■ WHAT IS BEING ASKED
Among the entries below, take the line with "--detect crowd of people" and the line with "--detect elbow", and output them and every line between them exactly, with nothing else.

■ DATA FOR THE TASK
Segment Open
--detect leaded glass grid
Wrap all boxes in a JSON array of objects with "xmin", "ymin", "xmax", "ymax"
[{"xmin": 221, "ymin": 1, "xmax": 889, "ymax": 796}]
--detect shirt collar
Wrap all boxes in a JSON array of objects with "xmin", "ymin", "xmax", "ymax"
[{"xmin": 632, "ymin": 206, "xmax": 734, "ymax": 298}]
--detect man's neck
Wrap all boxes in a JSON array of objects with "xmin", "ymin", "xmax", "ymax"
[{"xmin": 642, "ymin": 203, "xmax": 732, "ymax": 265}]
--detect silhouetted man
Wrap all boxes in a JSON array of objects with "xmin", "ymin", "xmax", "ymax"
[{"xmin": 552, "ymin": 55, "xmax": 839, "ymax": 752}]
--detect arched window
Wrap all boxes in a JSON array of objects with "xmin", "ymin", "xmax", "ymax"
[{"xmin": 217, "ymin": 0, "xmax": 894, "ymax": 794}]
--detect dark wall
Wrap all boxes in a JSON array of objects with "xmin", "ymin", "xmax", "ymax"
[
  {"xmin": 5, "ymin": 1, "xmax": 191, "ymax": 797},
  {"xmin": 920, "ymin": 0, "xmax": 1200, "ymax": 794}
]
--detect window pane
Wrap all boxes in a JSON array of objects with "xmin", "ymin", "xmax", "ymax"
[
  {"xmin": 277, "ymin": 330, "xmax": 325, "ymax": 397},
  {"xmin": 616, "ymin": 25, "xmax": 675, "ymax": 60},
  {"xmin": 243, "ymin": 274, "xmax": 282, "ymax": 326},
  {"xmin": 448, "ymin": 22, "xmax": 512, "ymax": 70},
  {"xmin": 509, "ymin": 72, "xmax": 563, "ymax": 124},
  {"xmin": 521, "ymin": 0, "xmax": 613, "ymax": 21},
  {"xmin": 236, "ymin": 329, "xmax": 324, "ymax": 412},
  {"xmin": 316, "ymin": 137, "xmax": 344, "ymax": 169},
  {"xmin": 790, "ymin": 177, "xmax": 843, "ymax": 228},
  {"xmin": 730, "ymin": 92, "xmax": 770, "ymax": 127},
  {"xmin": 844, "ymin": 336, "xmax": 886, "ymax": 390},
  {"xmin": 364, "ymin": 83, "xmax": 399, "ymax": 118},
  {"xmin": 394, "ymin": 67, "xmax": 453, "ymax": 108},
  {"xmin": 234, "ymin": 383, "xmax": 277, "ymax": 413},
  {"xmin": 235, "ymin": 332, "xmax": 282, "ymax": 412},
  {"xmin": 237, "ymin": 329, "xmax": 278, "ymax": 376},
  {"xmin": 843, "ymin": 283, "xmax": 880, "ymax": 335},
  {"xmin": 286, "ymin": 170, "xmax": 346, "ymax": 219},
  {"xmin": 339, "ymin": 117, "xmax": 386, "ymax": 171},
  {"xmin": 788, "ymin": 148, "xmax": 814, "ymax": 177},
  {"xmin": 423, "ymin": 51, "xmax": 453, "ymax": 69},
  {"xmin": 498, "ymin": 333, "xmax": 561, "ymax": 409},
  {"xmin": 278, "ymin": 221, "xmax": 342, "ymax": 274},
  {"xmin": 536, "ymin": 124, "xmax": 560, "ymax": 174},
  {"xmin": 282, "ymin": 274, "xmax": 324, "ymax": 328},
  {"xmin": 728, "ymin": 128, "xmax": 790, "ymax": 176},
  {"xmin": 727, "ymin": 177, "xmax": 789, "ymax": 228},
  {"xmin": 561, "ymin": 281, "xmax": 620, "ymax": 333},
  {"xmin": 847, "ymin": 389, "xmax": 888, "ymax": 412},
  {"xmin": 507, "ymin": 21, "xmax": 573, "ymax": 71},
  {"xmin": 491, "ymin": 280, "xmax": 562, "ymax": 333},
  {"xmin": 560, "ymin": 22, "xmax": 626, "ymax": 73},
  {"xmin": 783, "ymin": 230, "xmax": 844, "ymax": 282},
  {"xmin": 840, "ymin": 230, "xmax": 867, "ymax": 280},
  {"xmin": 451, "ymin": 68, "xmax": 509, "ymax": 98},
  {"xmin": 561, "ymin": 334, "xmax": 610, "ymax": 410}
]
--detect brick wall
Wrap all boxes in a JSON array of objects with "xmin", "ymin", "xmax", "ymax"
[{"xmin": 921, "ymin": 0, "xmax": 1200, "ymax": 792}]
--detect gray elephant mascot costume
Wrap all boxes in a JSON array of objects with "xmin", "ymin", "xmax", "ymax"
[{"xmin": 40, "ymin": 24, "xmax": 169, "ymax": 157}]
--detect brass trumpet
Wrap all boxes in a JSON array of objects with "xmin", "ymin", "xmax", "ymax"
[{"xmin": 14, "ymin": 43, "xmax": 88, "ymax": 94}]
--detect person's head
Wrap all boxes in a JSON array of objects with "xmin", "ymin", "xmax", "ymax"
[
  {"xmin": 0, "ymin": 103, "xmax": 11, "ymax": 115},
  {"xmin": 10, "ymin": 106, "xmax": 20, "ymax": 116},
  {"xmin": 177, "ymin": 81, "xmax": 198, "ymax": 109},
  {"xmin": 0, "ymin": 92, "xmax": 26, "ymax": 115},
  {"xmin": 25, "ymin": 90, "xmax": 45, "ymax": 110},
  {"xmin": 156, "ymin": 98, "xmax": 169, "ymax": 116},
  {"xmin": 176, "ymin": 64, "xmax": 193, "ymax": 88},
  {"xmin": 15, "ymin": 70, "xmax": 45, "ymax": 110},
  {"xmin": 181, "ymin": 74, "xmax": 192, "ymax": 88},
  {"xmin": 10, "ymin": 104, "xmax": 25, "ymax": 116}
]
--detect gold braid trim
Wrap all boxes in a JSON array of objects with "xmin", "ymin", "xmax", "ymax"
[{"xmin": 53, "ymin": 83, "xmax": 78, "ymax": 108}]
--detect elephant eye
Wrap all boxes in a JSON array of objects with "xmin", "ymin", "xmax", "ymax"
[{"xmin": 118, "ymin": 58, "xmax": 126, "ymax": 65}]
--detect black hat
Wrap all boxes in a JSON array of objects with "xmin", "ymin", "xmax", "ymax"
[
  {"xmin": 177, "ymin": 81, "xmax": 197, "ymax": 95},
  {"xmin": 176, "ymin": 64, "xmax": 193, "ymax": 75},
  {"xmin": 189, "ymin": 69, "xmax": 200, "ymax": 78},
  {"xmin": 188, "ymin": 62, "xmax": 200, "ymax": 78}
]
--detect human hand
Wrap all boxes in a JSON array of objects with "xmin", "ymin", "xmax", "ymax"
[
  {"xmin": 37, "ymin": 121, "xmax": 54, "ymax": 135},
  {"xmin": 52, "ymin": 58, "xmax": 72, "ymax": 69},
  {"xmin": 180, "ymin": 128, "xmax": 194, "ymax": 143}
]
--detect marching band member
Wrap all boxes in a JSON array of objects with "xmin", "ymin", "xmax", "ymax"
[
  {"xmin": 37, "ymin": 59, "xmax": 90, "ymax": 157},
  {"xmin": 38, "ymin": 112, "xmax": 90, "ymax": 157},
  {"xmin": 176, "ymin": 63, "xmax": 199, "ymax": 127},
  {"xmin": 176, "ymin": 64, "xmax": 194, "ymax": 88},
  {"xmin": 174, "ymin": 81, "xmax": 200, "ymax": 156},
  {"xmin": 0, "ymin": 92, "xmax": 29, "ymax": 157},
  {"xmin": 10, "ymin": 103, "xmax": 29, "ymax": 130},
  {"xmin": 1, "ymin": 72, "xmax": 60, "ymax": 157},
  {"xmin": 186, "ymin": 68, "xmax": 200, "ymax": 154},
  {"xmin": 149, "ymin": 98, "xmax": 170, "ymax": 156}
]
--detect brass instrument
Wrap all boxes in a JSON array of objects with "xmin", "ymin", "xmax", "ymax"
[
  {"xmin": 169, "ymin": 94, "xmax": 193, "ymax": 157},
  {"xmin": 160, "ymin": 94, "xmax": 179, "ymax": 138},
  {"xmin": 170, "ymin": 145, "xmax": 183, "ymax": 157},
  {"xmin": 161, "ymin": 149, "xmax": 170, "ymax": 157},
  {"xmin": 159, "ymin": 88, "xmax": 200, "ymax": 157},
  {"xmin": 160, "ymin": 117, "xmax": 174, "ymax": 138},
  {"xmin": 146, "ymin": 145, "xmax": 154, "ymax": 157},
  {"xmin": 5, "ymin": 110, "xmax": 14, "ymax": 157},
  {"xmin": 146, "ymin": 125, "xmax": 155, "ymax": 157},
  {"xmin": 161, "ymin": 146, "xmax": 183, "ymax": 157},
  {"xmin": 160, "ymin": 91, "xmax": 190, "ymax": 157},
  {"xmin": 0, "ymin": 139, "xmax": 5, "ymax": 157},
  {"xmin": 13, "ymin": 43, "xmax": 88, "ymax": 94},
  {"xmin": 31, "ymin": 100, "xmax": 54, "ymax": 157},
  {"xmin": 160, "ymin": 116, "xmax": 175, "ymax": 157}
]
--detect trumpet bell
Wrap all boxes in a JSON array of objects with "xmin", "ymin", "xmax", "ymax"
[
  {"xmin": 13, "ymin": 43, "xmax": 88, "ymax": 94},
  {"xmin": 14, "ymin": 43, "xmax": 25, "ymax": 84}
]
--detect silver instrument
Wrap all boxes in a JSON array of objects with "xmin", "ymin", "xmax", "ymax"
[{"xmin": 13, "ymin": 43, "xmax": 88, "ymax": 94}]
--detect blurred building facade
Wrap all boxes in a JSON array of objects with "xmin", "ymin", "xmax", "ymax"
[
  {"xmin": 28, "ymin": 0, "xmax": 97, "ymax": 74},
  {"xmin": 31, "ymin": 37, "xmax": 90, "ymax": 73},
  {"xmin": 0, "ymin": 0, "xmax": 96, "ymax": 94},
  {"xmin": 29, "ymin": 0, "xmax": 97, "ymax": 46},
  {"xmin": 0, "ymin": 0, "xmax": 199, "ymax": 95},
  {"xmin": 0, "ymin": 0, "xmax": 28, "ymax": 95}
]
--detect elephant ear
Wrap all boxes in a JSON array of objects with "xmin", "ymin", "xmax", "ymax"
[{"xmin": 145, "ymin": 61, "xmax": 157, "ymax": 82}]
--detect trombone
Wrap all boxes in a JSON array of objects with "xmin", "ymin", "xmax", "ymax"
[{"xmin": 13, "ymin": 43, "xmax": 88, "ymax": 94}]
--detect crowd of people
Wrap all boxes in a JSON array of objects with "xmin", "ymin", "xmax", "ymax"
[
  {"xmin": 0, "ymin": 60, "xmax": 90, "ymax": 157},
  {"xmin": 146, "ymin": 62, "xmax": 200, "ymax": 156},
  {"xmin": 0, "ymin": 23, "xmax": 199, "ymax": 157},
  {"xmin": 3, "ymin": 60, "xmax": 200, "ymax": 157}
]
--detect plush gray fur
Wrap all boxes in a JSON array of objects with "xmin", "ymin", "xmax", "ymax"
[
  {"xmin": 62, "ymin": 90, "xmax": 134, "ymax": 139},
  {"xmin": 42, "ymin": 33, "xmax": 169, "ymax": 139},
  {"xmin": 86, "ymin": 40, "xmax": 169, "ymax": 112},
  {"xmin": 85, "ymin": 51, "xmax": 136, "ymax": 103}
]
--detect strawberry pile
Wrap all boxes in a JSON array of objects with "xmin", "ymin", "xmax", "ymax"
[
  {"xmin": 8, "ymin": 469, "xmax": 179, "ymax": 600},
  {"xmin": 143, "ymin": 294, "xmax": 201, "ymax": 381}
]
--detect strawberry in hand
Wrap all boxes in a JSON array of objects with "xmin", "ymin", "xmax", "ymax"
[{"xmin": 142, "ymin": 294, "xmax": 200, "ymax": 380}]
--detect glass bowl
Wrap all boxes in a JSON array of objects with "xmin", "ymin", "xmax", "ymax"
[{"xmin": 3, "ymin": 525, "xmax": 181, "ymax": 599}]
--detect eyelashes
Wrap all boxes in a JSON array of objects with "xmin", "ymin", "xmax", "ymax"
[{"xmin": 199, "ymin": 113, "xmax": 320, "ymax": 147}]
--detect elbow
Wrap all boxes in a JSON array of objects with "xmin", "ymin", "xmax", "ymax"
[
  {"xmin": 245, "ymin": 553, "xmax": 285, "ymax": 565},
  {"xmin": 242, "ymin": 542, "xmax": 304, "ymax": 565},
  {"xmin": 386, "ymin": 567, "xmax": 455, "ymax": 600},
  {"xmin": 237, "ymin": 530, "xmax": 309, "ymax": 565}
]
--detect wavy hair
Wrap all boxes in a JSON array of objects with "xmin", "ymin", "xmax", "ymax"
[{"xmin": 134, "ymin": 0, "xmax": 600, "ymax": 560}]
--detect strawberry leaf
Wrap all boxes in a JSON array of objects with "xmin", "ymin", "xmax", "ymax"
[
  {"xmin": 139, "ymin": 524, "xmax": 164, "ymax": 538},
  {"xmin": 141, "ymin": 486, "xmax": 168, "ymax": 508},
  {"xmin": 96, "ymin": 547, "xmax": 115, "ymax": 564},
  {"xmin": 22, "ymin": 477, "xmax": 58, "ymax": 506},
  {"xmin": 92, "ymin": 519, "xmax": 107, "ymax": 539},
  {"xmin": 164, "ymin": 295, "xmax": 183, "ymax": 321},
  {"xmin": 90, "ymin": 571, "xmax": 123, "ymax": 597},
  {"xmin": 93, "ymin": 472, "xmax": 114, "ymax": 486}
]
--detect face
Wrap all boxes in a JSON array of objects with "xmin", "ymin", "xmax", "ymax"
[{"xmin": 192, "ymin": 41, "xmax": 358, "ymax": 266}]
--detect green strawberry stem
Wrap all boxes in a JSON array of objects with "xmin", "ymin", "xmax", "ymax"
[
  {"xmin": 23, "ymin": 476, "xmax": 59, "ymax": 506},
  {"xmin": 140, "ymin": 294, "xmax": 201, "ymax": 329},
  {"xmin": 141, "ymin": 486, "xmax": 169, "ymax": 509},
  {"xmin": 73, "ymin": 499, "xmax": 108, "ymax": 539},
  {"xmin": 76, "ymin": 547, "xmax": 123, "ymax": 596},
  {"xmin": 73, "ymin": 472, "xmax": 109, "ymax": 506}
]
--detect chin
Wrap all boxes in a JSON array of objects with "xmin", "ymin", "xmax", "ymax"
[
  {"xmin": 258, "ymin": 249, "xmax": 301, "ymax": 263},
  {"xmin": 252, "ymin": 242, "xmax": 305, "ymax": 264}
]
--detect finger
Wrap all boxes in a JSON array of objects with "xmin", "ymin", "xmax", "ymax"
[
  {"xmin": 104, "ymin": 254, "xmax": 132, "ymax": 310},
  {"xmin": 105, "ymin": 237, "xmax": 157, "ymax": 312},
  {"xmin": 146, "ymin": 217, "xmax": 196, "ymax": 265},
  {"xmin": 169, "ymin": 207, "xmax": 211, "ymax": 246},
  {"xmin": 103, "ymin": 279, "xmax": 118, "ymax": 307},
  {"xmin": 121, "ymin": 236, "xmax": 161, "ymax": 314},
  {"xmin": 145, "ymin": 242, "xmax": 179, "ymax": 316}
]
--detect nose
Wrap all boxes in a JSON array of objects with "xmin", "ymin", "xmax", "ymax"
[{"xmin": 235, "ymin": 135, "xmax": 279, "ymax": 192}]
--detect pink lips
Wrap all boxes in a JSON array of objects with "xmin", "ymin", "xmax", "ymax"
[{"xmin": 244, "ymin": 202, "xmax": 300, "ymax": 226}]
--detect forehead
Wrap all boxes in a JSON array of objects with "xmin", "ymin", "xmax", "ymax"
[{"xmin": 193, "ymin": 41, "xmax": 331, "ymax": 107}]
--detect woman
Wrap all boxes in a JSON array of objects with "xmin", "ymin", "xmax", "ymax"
Segment Closed
■ EXERCISE OUTPUT
--detect crowd of people
Wrap all boxes in a JSON array of objects with "xmin", "ymin", "xmax", "ymax"
[
  {"xmin": 0, "ymin": 60, "xmax": 90, "ymax": 157},
  {"xmin": 146, "ymin": 62, "xmax": 200, "ymax": 156},
  {"xmin": 0, "ymin": 23, "xmax": 199, "ymax": 157},
  {"xmin": 3, "ymin": 60, "xmax": 200, "ymax": 157}
]
--detect plush gray fur
Wrap all boxes in a JSON array of objects with "xmin", "ymin", "xmax", "ymax"
[
  {"xmin": 62, "ymin": 90, "xmax": 134, "ymax": 139},
  {"xmin": 42, "ymin": 33, "xmax": 169, "ymax": 139},
  {"xmin": 86, "ymin": 40, "xmax": 169, "ymax": 112},
  {"xmin": 85, "ymin": 51, "xmax": 136, "ymax": 103}
]
--detect strawberry pile
Wrap all boxes in a JSON array of objects with "xmin", "ymin", "xmax", "ymax"
[
  {"xmin": 8, "ymin": 469, "xmax": 179, "ymax": 600},
  {"xmin": 143, "ymin": 294, "xmax": 201, "ymax": 381}
]
--detect strawberry in hand
Wrap all boxes in a JSON array of objects with "xmin", "ymin", "xmax", "ymax"
[{"xmin": 142, "ymin": 294, "xmax": 200, "ymax": 380}]
--detect glass bowl
Wrap all boxes in a JSON array of objects with "xmin", "ymin", "xmax", "ymax"
[{"xmin": 3, "ymin": 525, "xmax": 181, "ymax": 599}]
--detect eyelashes
Wrap all boxes in a JSON array of objects with "xmin", "ymin", "xmax", "ymax"
[{"xmin": 199, "ymin": 113, "xmax": 320, "ymax": 147}]
--detect elbow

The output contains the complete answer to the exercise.